== What this task involves ==
Exactly as written, transcribe the data that follows.

(Stored data entries)
##############################
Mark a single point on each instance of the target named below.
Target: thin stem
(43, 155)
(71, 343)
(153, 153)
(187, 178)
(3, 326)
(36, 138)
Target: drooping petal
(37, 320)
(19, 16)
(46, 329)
##############################
== Output for this task ==
Mark a single point on each instance of the target named below.
Target: thin stem
(43, 155)
(71, 343)
(153, 153)
(187, 178)
(3, 326)
(36, 138)
Target: drooping petal
(37, 320)
(19, 16)
(46, 329)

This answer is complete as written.